Data lines
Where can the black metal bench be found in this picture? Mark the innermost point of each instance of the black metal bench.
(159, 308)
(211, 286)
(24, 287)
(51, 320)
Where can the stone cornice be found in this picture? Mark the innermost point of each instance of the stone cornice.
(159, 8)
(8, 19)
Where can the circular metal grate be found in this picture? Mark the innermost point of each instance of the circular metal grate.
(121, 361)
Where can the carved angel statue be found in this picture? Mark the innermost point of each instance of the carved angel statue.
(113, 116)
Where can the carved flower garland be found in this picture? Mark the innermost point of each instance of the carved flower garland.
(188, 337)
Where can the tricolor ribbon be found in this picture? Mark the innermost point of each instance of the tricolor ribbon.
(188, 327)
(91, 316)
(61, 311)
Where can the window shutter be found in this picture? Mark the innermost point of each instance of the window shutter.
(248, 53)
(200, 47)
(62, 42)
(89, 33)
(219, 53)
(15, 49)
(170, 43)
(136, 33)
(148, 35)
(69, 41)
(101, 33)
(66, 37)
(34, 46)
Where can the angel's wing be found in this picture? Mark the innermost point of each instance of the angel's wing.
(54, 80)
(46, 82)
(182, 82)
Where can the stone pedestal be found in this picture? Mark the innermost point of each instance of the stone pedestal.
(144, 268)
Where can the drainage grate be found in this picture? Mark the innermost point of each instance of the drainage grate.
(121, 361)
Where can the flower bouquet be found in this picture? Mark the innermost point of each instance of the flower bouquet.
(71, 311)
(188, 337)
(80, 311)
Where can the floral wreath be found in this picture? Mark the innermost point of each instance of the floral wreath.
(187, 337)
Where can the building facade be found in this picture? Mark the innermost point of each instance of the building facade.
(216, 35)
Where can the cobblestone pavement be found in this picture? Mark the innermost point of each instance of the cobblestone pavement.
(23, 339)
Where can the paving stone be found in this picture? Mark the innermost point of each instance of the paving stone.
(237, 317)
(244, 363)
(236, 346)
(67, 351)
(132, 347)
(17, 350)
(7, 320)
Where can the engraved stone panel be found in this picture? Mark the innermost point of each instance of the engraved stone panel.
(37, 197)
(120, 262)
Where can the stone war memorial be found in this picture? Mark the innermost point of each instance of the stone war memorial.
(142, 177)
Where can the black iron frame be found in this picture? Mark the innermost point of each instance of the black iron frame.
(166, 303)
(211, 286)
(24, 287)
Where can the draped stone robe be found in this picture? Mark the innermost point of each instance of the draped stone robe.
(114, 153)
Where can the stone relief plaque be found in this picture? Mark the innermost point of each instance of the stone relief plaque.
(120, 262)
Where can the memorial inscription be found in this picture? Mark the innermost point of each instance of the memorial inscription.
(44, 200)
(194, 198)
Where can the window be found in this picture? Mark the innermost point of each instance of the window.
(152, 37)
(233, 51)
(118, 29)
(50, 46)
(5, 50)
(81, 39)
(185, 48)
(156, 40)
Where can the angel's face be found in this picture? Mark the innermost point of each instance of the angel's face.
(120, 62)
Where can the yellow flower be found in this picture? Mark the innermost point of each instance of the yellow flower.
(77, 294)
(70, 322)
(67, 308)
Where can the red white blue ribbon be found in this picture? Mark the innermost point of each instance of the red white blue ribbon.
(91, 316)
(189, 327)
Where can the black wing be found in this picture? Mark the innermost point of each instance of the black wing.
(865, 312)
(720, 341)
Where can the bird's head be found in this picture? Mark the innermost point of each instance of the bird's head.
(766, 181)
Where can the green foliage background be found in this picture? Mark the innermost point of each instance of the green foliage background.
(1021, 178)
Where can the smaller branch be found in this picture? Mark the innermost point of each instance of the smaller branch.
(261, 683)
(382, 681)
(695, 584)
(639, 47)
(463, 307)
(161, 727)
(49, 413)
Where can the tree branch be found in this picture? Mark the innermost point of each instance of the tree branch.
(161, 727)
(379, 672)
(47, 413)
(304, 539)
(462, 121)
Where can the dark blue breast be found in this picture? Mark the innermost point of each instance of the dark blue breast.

What is needed
Your task is to write out the lines from the one with "Where can the stone relief" through the end of the records, exactly and with nothing added.

Written answer
Where can the stone relief plaque be found in this picture? Mark the innermost point of each instance of the stone relief plaque.
(120, 262)
Where can the memorial inscription be found in this picture? Mark the innermost point of each instance of the memorial inscription.
(44, 200)
(194, 198)
Where can the window be found in this picture? Mark the innermost point of each instance of the window.
(152, 37)
(233, 51)
(118, 29)
(50, 46)
(5, 50)
(81, 39)
(185, 48)
(156, 40)
Where can the angel's face be found in this picture? Mark the innermost point of each instance of the angel's face.
(120, 62)
Where can the yellow flower be found in this picture? Mark the innermost point of each instance of the yellow flower.
(77, 294)
(70, 322)
(67, 308)
Where can the red white blue ribbon be found in this picture? Mark the innermost point of each instance of the red white blue ribbon.
(91, 316)
(189, 327)
Where can the black wing be found in this picture? Mark the innermost point of each instance of the black wing.
(865, 312)
(720, 341)
Where can the bird's head be found in this picture? Mark the innermost point of each instance of the bird's head.
(766, 181)
Where can the green foliage background be found in this picture? Mark the innermost point of each instance of the green foliage background.
(1021, 178)
Where can the smaller branch be found in this picture? Mark the innermost point of each instance of the smaller branch.
(261, 683)
(382, 681)
(695, 584)
(639, 47)
(463, 307)
(161, 727)
(49, 413)
Where can the tree branch be found in this picture? Mark the innermost point of each instance of the tree branch.
(161, 727)
(379, 672)
(47, 413)
(304, 539)
(462, 121)
Where can the dark blue breast be found in this picture? Mark the innermost point of each instance of the dark blue breast.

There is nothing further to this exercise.